→ **Aim**:
Pull out and copy every line below that contains the string "tall". Case counts, so only lines with that exact capitalization qualify.

— start Data for this task —

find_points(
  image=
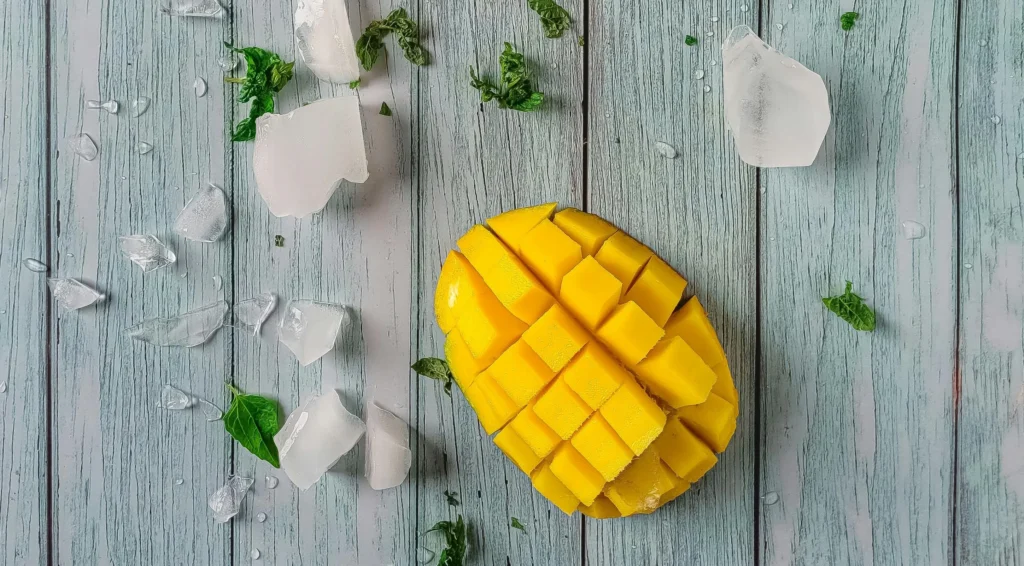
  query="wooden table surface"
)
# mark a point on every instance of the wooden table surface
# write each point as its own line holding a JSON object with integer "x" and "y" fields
{"x": 902, "y": 446}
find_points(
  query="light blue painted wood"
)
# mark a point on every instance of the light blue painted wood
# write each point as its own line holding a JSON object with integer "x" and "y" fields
{"x": 990, "y": 473}
{"x": 856, "y": 429}
{"x": 24, "y": 367}
{"x": 697, "y": 212}
{"x": 117, "y": 455}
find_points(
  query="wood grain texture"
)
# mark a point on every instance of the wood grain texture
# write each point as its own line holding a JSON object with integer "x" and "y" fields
{"x": 990, "y": 473}
{"x": 476, "y": 161}
{"x": 856, "y": 431}
{"x": 24, "y": 314}
{"x": 117, "y": 455}
{"x": 698, "y": 213}
{"x": 357, "y": 252}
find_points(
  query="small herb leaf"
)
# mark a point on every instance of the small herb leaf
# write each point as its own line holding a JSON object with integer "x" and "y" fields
{"x": 851, "y": 308}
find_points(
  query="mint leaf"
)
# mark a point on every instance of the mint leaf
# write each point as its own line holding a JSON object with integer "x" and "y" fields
{"x": 851, "y": 308}
{"x": 253, "y": 421}
{"x": 554, "y": 17}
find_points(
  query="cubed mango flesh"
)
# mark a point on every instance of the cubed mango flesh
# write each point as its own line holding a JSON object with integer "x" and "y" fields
{"x": 512, "y": 225}
{"x": 657, "y": 290}
{"x": 630, "y": 334}
{"x": 634, "y": 416}
{"x": 590, "y": 292}
{"x": 675, "y": 373}
{"x": 587, "y": 229}
{"x": 550, "y": 254}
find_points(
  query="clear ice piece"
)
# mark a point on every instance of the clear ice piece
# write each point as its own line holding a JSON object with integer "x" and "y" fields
{"x": 146, "y": 252}
{"x": 226, "y": 501}
{"x": 83, "y": 146}
{"x": 388, "y": 458}
{"x": 185, "y": 331}
{"x": 73, "y": 295}
{"x": 310, "y": 329}
{"x": 139, "y": 105}
{"x": 324, "y": 38}
{"x": 195, "y": 8}
{"x": 33, "y": 264}
{"x": 206, "y": 217}
{"x": 173, "y": 398}
{"x": 251, "y": 313}
{"x": 776, "y": 107}
{"x": 301, "y": 157}
{"x": 314, "y": 437}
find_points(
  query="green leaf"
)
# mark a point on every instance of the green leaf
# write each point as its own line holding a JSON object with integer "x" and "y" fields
{"x": 455, "y": 540}
{"x": 554, "y": 17}
{"x": 437, "y": 369}
{"x": 851, "y": 308}
{"x": 848, "y": 19}
{"x": 253, "y": 421}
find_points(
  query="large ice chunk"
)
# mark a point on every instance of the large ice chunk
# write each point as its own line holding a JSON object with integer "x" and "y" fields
{"x": 776, "y": 107}
{"x": 206, "y": 216}
{"x": 309, "y": 329}
{"x": 388, "y": 456}
{"x": 185, "y": 331}
{"x": 301, "y": 157}
{"x": 325, "y": 40}
{"x": 314, "y": 437}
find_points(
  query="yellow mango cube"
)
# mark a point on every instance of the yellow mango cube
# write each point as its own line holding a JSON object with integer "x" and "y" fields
{"x": 520, "y": 373}
{"x": 688, "y": 456}
{"x": 573, "y": 471}
{"x": 657, "y": 290}
{"x": 550, "y": 254}
{"x": 590, "y": 292}
{"x": 549, "y": 486}
{"x": 630, "y": 334}
{"x": 587, "y": 229}
{"x": 556, "y": 337}
{"x": 594, "y": 375}
{"x": 535, "y": 432}
{"x": 561, "y": 409}
{"x": 508, "y": 278}
{"x": 691, "y": 323}
{"x": 714, "y": 421}
{"x": 512, "y": 225}
{"x": 675, "y": 373}
{"x": 634, "y": 416}
{"x": 624, "y": 257}
{"x": 600, "y": 444}
{"x": 517, "y": 449}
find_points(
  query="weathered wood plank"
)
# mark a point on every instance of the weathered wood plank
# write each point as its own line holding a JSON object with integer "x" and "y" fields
{"x": 856, "y": 428}
{"x": 24, "y": 314}
{"x": 698, "y": 213}
{"x": 989, "y": 518}
{"x": 475, "y": 161}
{"x": 115, "y": 497}
{"x": 357, "y": 251}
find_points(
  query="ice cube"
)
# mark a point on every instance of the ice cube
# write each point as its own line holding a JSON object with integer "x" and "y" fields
{"x": 301, "y": 157}
{"x": 776, "y": 107}
{"x": 73, "y": 295}
{"x": 226, "y": 501}
{"x": 185, "y": 331}
{"x": 196, "y": 8}
{"x": 388, "y": 458}
{"x": 309, "y": 329}
{"x": 206, "y": 217}
{"x": 83, "y": 146}
{"x": 324, "y": 38}
{"x": 251, "y": 313}
{"x": 146, "y": 252}
{"x": 314, "y": 437}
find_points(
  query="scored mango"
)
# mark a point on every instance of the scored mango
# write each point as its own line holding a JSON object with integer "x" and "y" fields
{"x": 563, "y": 334}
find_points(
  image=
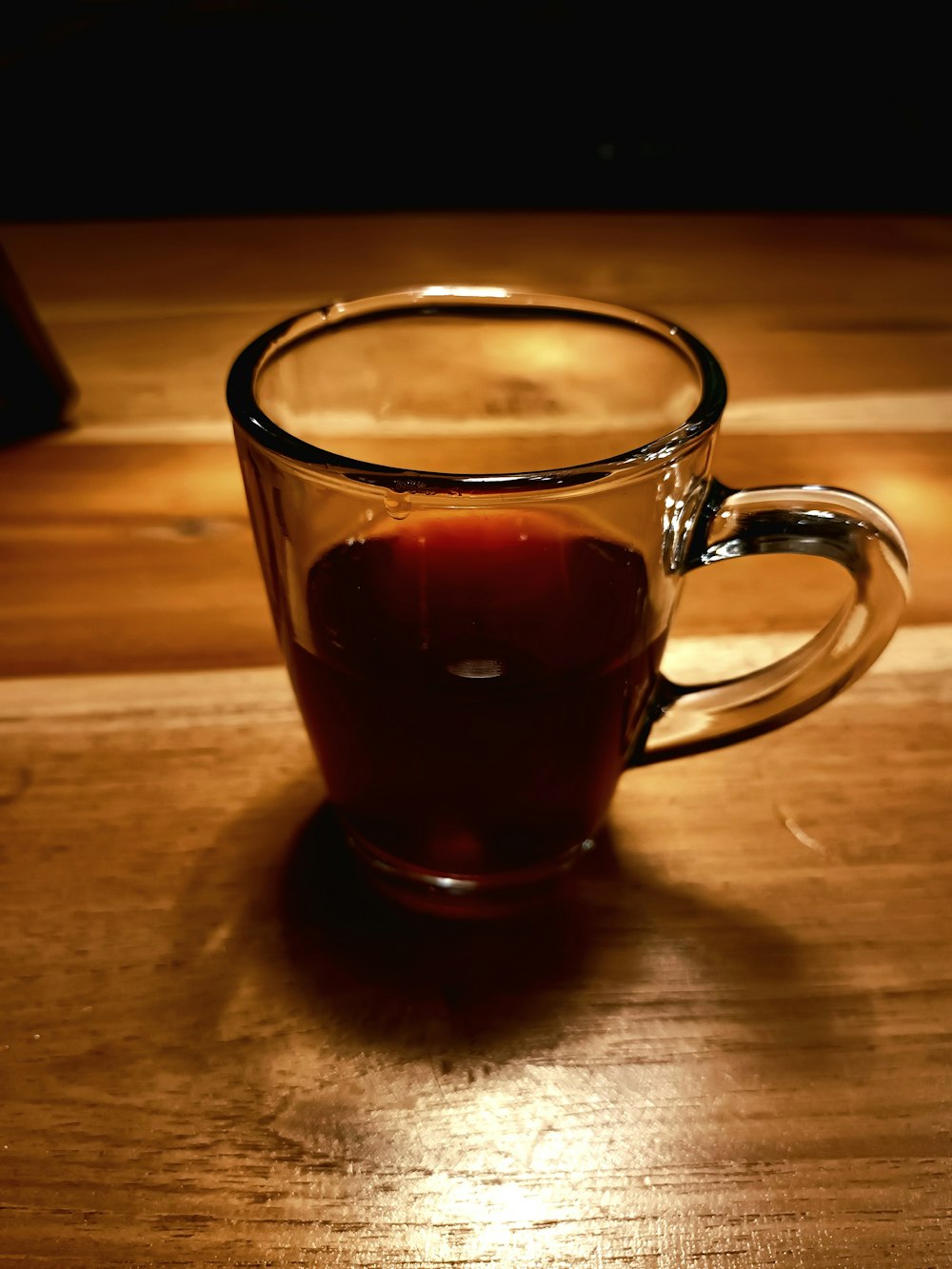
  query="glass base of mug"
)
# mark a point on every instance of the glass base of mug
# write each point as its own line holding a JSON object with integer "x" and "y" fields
{"x": 486, "y": 895}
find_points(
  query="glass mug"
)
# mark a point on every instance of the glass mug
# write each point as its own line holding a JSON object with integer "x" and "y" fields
{"x": 474, "y": 511}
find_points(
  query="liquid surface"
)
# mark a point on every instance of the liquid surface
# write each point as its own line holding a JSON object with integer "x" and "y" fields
{"x": 475, "y": 684}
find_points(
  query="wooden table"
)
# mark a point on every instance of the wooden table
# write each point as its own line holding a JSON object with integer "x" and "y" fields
{"x": 734, "y": 1047}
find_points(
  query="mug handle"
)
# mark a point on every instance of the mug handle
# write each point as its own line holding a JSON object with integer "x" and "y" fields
{"x": 786, "y": 519}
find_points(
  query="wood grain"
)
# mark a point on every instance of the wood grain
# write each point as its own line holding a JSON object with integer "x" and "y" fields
{"x": 729, "y": 1043}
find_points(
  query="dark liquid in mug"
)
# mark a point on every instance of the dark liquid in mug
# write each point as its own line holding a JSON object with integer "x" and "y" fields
{"x": 475, "y": 684}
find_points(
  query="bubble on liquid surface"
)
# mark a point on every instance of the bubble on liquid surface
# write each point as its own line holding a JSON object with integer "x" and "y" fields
{"x": 478, "y": 667}
{"x": 398, "y": 506}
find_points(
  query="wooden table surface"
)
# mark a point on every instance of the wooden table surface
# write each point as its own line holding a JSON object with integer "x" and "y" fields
{"x": 731, "y": 1047}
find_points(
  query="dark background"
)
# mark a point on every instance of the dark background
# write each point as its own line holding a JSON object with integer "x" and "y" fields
{"x": 219, "y": 107}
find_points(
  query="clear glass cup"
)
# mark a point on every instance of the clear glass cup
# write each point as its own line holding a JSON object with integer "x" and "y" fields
{"x": 474, "y": 511}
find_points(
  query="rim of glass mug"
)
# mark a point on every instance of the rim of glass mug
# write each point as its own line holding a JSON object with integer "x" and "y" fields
{"x": 465, "y": 300}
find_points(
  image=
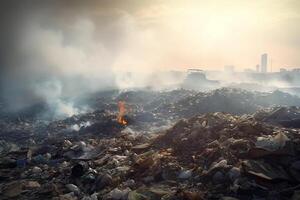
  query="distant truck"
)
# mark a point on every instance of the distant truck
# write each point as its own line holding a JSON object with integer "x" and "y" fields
{"x": 196, "y": 80}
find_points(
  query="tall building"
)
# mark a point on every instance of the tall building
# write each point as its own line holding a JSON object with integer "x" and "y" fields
{"x": 264, "y": 63}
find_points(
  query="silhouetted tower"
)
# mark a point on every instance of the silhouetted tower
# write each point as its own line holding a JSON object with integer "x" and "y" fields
{"x": 264, "y": 63}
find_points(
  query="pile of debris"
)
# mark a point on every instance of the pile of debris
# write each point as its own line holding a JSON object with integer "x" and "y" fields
{"x": 229, "y": 100}
{"x": 210, "y": 156}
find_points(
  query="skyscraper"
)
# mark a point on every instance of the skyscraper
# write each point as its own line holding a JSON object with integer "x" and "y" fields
{"x": 264, "y": 63}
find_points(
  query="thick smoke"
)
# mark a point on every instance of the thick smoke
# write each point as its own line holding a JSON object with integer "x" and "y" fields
{"x": 71, "y": 53}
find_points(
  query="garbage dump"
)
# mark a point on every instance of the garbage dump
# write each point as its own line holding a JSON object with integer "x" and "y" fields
{"x": 210, "y": 155}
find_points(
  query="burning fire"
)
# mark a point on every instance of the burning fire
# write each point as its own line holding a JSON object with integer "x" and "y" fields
{"x": 122, "y": 111}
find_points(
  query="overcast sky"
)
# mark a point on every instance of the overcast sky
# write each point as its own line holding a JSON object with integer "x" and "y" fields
{"x": 165, "y": 34}
{"x": 66, "y": 47}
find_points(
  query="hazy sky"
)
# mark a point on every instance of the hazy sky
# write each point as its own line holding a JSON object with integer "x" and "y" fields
{"x": 165, "y": 34}
{"x": 55, "y": 48}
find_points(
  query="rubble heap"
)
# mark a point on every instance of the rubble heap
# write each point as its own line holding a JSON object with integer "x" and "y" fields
{"x": 210, "y": 156}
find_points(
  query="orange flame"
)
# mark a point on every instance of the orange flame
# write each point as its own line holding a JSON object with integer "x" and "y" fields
{"x": 122, "y": 111}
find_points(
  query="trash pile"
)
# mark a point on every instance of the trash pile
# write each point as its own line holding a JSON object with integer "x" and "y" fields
{"x": 284, "y": 116}
{"x": 210, "y": 156}
{"x": 174, "y": 145}
{"x": 229, "y": 100}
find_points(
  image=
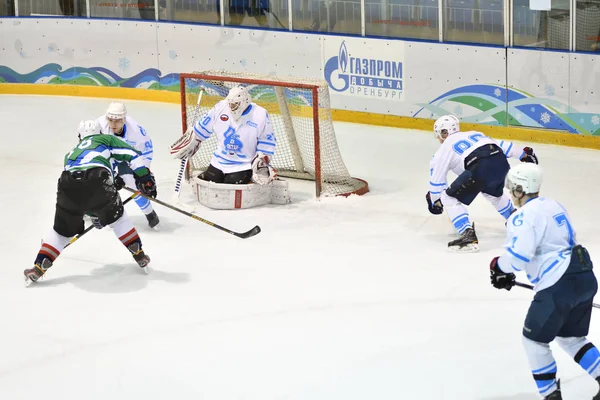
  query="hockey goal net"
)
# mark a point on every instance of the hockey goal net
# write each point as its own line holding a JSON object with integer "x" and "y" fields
{"x": 300, "y": 113}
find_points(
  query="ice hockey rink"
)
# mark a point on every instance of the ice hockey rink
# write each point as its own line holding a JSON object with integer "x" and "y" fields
{"x": 345, "y": 298}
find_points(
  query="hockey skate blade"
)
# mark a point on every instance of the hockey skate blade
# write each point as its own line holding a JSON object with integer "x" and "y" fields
{"x": 469, "y": 248}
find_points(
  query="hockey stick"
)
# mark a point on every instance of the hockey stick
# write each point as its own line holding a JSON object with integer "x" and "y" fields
{"x": 530, "y": 287}
{"x": 89, "y": 228}
{"x": 243, "y": 235}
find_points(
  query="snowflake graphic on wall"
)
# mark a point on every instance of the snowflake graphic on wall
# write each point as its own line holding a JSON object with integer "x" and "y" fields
{"x": 124, "y": 63}
{"x": 545, "y": 117}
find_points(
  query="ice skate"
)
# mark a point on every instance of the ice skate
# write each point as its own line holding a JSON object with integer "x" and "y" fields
{"x": 38, "y": 270}
{"x": 140, "y": 257}
{"x": 466, "y": 243}
{"x": 556, "y": 395}
{"x": 152, "y": 219}
{"x": 597, "y": 396}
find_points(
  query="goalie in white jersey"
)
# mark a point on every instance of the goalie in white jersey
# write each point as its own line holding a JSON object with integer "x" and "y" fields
{"x": 541, "y": 242}
{"x": 245, "y": 141}
{"x": 481, "y": 166}
{"x": 116, "y": 122}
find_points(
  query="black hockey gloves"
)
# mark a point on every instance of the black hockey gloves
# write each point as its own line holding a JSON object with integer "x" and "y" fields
{"x": 119, "y": 183}
{"x": 499, "y": 279}
{"x": 529, "y": 155}
{"x": 96, "y": 222}
{"x": 435, "y": 208}
{"x": 146, "y": 184}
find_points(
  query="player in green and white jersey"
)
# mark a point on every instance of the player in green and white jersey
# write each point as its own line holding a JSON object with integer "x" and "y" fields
{"x": 86, "y": 186}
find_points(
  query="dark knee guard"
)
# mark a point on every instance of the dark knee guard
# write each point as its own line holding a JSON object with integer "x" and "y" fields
{"x": 110, "y": 212}
{"x": 464, "y": 188}
{"x": 239, "y": 178}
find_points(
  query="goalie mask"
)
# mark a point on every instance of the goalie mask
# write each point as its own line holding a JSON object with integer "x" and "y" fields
{"x": 115, "y": 115}
{"x": 444, "y": 126}
{"x": 88, "y": 128}
{"x": 238, "y": 100}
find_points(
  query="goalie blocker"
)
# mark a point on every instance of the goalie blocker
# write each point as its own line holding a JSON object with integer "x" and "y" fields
{"x": 223, "y": 196}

— end Data for this task —

→ **Problem solution**:
  query="tall building"
# mark a point on every instance of the tall building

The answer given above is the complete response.